(Attività da svolgere)
1. Stabilisci se ciascuna affermazione concorda con il testo su Condofuri: (a) la relazione di Mons. Morabito risale al 1754; (b) l'Amendolea storica fu abbandonata definitivamente dopo il terremoto del 1783; (c) Gallicianò è l'unico borgo interamente ellenofono. Per ogni affermazione rispondi sì o no e cita le parole decisive del testo.
2. Riprendi il testo su Condofuri e le sue frazioni, proseguendo subito dopo l'ultima frase riportata.

(Estratto della fonte)
##############################

Koundouroi è citato per la prima volta in un documento catastale bizantino della metà dell’XI secolo. Il nome del centro, derivante dal greco Kontochori, significherebbe “paese basso” o “vicino al paese”, in riferimento a Bova o a Gallicianò.

Secondo la tradizione, Condofuri sarebbe stata fondata dagli abitanti di Gallicianò. A conferma di questa tesi, una relazione di Mons. Morabito, vescovo del luogo, risalente al 1754, narra che la chiesa di Condofuri non aveva un parroco perché, essendo una “non antica colonia” di Gallicianò, il villaggio ne era alle dipendenze anche per la cura delle questioni spirituali.

Gli studiosi fanno risalire le origini del borgo di Condofuri al periodo della dominazione romana.

Il villaggio di Amendolea, invece, nasce probabilmente come baluardo di confine del territorio di Locri ed è probabile che nel medioevo il villaggio ebbe una certa rilevanza commerciale e militare per la sua posizione strategica. Definitivamente abbandonata dopo il terremoto del 1908, l’Amendolea storica fu ricostruita come piccolo borgo agro-pastorale ai piedi della grande rocca sulla quale ancora oggi sono visibili i ruderi del castello Ruffo.

Scoprire il centro storico

Appollaiato a 300 metri dal mare, il piccolo comune vanta una entroterra praticamente intatto, dominato dall’imponete fiumara Amendolea: l’antica autostrada verso l’Aspromonte, ancora oggi percorribile a piedi fino alle suggestive cascate Maesano. Nel borgo, abitato ancora da pochi anziani, era maestosa, la grande chiesa di San Domenico, ricca di importanti sculture lignee databili dal Sei al Novecento.

Il centro di Condofuri è davvero caratteristico, con case e strade disposte a gradinate che alternano terrazze a balconi ricchi di fiori.

Da vedere la Chiesa Parrocchiale, di antica fondazione, che conserva al suo interno numerose opere di artisti locali, il castello di Amendolea, visibile già dalla strada provinciale, che conserva i muraglioni merlati e i resti di un torrione e che secondo la leggenda era unito da una galleria segreta alla frazione di San Carlo di Condofuri.

Un’attenzione particolare merita Gallicianò, unico borgo interamente ellenofono, anche se la lingua grecanica qui utilizzata è confinata in un ambiente sempre più esclusivamente domestico. Gallicianò è nota in tutta l’area per l’alta conservatività rispetto alle tradizioni grecaniche, non solo in ambito linguistico ma anche musicale, gastronomico, rituale. Qui nel ‘99 è stata aperta la piccola chiesa ortodossa di Panaghìa tis Elladas (Madonna dei Greci). La chiesetta, di tipico impianto contadino, edificata dall’architetto Domenico Nucera (noto come Mimmolino l’Artista) ristrutturando una casa in pietra nella parte alta del paese, è aperta al culto e rappresenta la testimonianza di un rinnovato clima ecumenico e di un ritorno degli ortodossi in siti d’antichissimo culto greco.

##############################

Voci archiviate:

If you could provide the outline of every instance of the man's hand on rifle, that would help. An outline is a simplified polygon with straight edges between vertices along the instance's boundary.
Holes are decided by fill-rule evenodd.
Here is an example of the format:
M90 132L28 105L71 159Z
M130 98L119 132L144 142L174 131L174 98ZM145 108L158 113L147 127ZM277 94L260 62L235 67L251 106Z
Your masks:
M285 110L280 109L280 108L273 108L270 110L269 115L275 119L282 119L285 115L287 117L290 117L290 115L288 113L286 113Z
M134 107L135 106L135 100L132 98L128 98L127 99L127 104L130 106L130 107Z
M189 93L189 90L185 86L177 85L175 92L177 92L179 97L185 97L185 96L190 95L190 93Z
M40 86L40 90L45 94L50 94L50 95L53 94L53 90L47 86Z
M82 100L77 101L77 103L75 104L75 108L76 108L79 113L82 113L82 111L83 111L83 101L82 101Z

##############################

(Risposte)
1.
(a) Sì: «una relazione di Mons. Morabito, vescovo del luogo, risalente al 1754».
(b) No: «Definitivamente abbandonata dopo il terremoto del 1908».
(c) Sì: «Gallicianò, unico borgo interamente ellenofono».

2.
L'interesse  del visitatore, oltre che per il meraviglioso mare,  è comunque  maggiore per le frazioni Gallicianò e Amendolea. 

A Gallicianò, "il paese più greco d'Italia", definito "l'Acropoli della Magna Grecia",si arriva attraverso un "dromo", un percorso caratterizzato da curve e strapiombi. Si giunge alle prime case, "vucita", povere, di cartone, e subito dopo qualche chilometro  al Centro, che appare all'improvviso. A Gallicianò ancora si parla perfettamente il greco antico, gli usi e i costumi sono direttamente figli dell’antica cultura greca, che predominava  in questa zona della Calabria. Non tutto però è greco a Gallicianò,  pregevole è pure la chiesa, con una statua del XVI Sec. e due fonti battesimali risalenti  al 1508 e  al 1683. 

La frazione Amendolea, anch'essa culturalmente greca, si trova in posizione geografica straordinaria e vi si respira ancora un'atmosfera medioevale. La vita ad Amendolea fu molto sofferta: devastata ripetutamente dai Saraceni, nel 1099 divenne feudo di Riccardo di Amigdalia, nel 1495 degli Abenavoli e infine dei Ruffo dai quali prende il nome il Castello che domina tutta l’omonima vallata. Condofuri stesso fu fondato nel IV secolo d.C., durante la colonizzazione bizantina, probabilmente sul luogo della locrese Peripoli.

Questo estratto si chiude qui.